**INFORMATION GIVEN**
========================
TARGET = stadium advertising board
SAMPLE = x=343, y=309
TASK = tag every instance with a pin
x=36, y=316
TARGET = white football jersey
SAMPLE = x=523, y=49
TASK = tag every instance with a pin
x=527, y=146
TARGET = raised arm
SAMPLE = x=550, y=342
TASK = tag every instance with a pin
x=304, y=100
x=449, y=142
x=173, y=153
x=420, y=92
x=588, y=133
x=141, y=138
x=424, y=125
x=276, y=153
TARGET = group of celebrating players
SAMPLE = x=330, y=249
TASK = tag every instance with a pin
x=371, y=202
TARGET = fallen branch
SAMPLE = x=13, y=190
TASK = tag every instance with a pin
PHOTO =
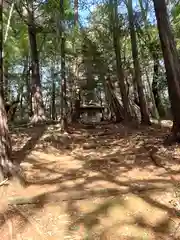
x=31, y=221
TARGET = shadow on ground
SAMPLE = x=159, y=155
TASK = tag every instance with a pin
x=111, y=190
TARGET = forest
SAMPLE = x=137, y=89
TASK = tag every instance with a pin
x=89, y=119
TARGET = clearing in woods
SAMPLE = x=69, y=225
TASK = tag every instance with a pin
x=109, y=182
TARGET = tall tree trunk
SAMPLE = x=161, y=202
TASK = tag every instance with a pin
x=53, y=97
x=28, y=88
x=155, y=89
x=6, y=82
x=6, y=164
x=117, y=49
x=171, y=62
x=142, y=101
x=1, y=51
x=63, y=70
x=38, y=107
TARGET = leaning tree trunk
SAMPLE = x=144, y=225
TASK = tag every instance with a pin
x=114, y=103
x=155, y=90
x=6, y=165
x=117, y=49
x=63, y=71
x=37, y=99
x=142, y=101
x=171, y=61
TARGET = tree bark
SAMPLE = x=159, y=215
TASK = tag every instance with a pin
x=1, y=50
x=117, y=48
x=37, y=99
x=6, y=165
x=155, y=90
x=142, y=101
x=63, y=70
x=171, y=61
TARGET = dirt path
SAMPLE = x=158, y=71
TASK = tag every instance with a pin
x=105, y=183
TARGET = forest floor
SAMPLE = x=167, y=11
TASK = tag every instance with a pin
x=110, y=182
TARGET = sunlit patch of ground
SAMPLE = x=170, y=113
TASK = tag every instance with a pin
x=93, y=184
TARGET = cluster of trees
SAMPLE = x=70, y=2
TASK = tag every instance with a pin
x=126, y=56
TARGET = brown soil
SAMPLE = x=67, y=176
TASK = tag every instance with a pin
x=111, y=182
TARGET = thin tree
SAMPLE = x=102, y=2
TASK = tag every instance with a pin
x=6, y=165
x=63, y=69
x=37, y=99
x=171, y=61
x=142, y=101
x=114, y=22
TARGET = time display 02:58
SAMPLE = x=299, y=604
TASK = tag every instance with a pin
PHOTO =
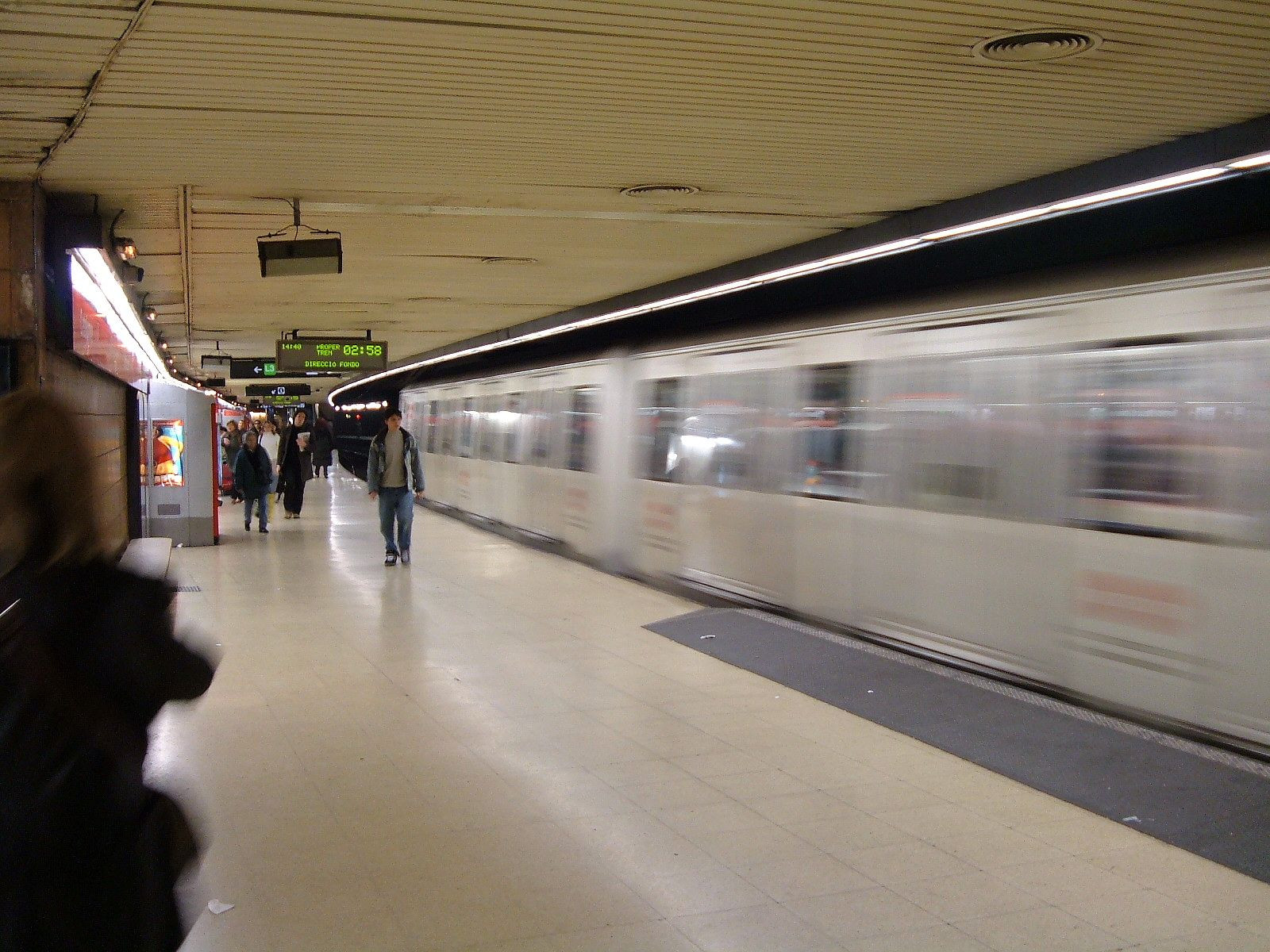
x=346, y=355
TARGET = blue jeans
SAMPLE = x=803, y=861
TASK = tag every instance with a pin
x=262, y=503
x=397, y=503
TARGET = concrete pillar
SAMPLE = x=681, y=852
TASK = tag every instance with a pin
x=22, y=285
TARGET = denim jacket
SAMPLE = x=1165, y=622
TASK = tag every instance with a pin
x=379, y=460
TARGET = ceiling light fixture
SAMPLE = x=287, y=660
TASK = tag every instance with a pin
x=1104, y=197
x=289, y=257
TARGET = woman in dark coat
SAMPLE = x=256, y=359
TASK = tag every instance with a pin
x=295, y=463
x=89, y=856
x=323, y=447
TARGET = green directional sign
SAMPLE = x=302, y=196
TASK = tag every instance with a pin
x=253, y=368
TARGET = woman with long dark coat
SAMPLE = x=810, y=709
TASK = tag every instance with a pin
x=295, y=463
x=89, y=856
x=323, y=447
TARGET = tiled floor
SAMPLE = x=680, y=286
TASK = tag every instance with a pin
x=486, y=750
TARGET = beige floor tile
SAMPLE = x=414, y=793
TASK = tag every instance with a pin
x=643, y=937
x=842, y=835
x=759, y=785
x=1226, y=939
x=441, y=759
x=713, y=890
x=800, y=808
x=649, y=771
x=768, y=928
x=727, y=816
x=968, y=895
x=933, y=823
x=1067, y=882
x=755, y=846
x=884, y=797
x=944, y=939
x=999, y=850
x=1045, y=930
x=906, y=862
x=706, y=766
x=1086, y=835
x=860, y=914
x=806, y=877
x=1145, y=917
x=671, y=793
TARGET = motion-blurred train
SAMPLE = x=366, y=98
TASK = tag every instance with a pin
x=1071, y=490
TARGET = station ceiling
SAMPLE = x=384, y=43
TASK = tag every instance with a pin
x=475, y=154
========================
**GIVEN TASK**
Repeat the lines above word for word, starting at the line that contains "TARGET = raised arm" and ending at the line that contains "x=38, y=107", both included. Leave the pictures out.

**RESPONSE TO THE TASK**
TARGET = raised arm
SAMPLE = x=550, y=342
TASK = tag every instance with a pin
x=304, y=100
x=449, y=142
x=173, y=153
x=420, y=92
x=588, y=133
x=141, y=138
x=424, y=125
x=276, y=153
TARGET = group of celebrating players
SAMPLE = x=330, y=249
TASK = tag every instance with a pin
x=371, y=202
TARGET = fallen branch
SAMPLE = x=13, y=190
TASK = tag every instance with a pin
PHOTO =
x=31, y=221
TARGET = shadow on ground
SAMPLE = x=159, y=155
TASK = tag every instance with a pin
x=111, y=190
TARGET = forest
SAMPLE = x=137, y=89
TASK = tag every instance with a pin
x=89, y=119
TARGET = clearing in woods
SAMPLE = x=69, y=225
TASK = tag every instance with a pin
x=109, y=182
TARGET = tall tree trunk
SAMPLE = x=161, y=202
TASK = tag every instance with a pin
x=53, y=97
x=28, y=88
x=155, y=89
x=6, y=82
x=6, y=164
x=117, y=49
x=171, y=62
x=142, y=101
x=1, y=51
x=63, y=70
x=38, y=107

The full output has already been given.